[START OF Excerpted data]

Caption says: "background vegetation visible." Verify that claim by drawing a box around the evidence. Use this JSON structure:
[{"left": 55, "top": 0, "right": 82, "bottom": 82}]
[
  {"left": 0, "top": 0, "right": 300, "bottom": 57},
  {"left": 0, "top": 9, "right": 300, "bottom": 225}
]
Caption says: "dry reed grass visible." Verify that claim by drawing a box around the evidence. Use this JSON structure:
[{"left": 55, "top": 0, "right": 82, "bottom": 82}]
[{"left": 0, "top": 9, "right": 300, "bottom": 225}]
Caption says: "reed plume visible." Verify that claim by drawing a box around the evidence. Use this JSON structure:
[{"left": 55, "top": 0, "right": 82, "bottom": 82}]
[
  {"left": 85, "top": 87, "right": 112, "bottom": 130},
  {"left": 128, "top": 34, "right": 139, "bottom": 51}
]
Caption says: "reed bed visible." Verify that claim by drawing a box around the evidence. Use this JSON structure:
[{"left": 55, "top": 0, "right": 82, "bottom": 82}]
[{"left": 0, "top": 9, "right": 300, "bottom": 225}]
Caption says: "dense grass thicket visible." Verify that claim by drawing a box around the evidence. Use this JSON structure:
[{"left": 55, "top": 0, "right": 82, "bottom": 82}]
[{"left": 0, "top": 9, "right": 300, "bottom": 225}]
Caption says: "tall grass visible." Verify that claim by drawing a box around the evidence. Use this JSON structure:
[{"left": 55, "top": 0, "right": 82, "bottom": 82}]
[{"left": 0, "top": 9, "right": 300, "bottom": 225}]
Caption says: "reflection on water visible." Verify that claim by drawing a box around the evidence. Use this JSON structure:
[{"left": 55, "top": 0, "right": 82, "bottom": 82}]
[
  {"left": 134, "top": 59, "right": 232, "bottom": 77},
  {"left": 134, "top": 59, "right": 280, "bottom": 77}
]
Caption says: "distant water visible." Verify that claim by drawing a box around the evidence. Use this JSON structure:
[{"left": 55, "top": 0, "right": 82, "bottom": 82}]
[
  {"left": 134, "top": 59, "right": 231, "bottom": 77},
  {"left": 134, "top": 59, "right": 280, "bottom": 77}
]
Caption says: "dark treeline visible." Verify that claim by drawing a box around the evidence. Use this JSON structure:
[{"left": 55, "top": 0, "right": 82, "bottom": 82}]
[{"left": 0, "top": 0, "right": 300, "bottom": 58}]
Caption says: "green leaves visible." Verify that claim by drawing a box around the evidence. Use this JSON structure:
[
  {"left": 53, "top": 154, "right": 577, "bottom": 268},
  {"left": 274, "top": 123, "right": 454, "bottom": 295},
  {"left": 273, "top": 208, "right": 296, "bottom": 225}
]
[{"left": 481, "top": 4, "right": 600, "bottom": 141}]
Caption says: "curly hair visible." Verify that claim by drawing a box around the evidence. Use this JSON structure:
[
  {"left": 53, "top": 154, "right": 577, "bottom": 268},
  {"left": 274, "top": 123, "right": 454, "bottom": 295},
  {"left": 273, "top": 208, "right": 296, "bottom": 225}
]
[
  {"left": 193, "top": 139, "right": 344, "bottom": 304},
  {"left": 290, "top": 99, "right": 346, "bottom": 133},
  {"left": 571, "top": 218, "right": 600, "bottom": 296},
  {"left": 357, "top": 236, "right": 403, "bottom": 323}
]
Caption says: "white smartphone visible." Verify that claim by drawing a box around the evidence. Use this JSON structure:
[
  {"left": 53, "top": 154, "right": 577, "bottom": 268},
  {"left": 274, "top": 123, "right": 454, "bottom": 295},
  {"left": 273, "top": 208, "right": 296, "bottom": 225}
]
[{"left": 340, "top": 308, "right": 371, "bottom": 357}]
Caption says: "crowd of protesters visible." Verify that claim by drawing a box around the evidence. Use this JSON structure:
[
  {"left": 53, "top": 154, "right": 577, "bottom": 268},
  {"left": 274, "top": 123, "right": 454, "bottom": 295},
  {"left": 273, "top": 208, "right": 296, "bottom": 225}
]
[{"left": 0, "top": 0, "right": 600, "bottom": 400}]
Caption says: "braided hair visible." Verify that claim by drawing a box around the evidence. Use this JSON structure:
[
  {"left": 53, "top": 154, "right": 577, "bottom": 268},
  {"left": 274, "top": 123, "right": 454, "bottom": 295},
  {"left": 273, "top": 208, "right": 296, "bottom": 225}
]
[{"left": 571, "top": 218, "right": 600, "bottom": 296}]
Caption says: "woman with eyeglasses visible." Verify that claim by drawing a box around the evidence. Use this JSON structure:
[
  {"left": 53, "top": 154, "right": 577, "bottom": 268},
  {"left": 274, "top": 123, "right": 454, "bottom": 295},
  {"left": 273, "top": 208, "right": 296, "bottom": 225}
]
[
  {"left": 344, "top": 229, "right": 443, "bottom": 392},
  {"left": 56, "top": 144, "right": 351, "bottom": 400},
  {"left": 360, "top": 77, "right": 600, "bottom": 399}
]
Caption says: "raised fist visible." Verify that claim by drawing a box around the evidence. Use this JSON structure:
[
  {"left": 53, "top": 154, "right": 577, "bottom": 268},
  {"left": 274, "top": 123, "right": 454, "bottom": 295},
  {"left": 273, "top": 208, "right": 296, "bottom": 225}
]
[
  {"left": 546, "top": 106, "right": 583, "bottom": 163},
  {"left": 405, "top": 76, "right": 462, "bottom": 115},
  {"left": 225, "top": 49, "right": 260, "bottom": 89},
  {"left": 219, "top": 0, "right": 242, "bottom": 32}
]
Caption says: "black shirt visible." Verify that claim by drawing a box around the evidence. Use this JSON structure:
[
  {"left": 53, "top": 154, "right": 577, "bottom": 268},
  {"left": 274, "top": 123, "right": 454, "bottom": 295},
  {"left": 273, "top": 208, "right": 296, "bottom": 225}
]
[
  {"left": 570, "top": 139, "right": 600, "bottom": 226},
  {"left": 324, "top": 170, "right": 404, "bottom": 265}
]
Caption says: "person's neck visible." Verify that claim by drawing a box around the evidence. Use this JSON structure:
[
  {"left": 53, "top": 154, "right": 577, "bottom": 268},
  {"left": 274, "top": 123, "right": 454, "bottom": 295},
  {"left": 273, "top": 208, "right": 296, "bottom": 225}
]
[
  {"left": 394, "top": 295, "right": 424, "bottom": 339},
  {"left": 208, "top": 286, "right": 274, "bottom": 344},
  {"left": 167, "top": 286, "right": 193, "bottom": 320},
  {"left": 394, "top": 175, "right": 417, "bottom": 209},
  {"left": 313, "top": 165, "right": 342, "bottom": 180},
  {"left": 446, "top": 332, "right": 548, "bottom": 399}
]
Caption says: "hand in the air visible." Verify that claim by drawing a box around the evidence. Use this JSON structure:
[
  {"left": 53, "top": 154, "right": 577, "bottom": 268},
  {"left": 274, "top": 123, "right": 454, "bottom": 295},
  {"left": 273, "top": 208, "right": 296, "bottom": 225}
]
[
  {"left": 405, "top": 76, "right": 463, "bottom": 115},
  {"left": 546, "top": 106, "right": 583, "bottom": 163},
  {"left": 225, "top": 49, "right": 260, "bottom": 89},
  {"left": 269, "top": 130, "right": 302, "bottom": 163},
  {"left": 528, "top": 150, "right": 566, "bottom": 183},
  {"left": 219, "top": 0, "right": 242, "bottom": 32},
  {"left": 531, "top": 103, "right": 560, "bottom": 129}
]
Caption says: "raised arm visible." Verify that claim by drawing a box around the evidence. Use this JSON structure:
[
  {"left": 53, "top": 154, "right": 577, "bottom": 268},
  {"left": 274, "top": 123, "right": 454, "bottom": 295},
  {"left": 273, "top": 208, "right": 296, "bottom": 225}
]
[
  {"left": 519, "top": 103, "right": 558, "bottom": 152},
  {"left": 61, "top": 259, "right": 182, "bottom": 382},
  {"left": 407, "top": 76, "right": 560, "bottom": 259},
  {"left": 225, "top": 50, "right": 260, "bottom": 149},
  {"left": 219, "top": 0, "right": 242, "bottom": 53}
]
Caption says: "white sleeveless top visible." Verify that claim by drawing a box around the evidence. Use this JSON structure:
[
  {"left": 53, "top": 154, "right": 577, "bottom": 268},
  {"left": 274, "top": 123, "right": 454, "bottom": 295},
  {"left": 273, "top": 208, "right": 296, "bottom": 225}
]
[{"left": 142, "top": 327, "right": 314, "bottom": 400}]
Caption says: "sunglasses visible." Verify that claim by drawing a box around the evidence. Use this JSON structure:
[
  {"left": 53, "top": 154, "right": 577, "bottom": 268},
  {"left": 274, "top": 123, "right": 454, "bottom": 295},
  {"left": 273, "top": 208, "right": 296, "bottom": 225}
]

[END OF Excerpted data]

Aim of the exercise:
Return each line of the data above that contains the word "raised". Treat uppercase and lowercase as different, so only lines with that exact case count.

Finished exercise:
Caption says: "raised fist visible." Verify that claim by drawing a box around the evidence. Use this JSON structure:
Caption says: "raised arm visible." Verify that claim by drawing a box around the evidence. Use this JSON structure:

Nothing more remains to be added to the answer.